WHAT YOU WILL DO:
Tally the lines in the rows below that contain the string "tree", treating uppercase and lowercase as different. How many are there? Reply with the number only.

PROVIDED INFORMATION:
╭──
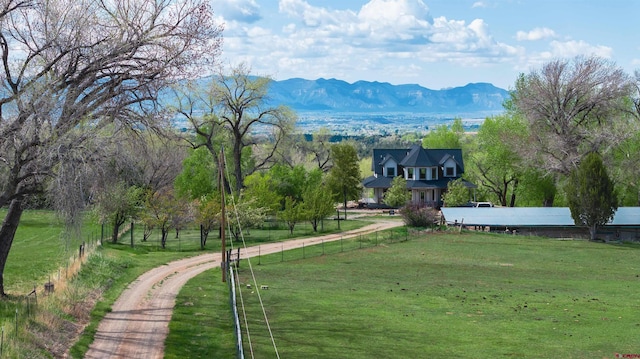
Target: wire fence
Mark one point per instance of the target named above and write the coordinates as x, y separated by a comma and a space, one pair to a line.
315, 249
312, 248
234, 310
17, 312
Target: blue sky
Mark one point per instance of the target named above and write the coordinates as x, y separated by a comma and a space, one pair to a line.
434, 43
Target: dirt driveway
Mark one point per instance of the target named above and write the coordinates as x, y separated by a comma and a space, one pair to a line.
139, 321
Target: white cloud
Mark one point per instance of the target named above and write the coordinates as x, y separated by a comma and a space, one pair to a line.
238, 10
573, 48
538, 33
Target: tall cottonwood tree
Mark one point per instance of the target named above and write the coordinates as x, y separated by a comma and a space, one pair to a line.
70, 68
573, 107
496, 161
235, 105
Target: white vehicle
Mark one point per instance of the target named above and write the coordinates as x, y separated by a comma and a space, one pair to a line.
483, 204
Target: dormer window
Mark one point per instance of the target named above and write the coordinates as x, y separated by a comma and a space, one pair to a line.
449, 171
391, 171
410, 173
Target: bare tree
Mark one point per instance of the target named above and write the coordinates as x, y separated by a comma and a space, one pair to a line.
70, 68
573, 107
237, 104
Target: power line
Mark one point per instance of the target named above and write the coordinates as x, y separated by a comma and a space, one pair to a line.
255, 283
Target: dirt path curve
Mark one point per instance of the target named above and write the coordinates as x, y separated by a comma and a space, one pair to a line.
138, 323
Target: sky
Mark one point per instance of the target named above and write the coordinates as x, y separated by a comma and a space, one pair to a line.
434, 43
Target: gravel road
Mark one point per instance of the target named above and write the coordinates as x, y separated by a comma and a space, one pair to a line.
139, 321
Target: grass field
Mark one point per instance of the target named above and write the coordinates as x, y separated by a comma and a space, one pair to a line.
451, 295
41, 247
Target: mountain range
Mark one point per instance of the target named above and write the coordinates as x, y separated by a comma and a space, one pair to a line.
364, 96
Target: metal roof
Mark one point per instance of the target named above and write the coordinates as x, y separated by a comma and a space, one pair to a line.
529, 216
╰──
╭──
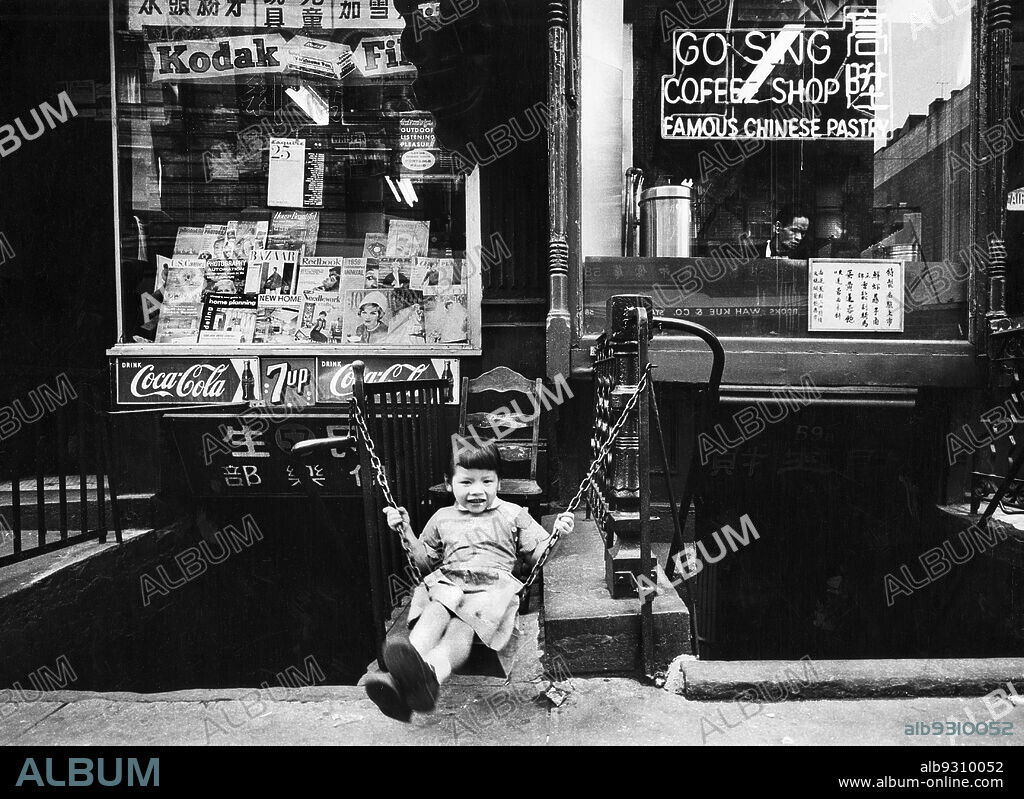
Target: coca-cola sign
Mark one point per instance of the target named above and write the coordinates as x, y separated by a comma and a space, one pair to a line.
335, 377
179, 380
╰──
TASK SOLUTION:
2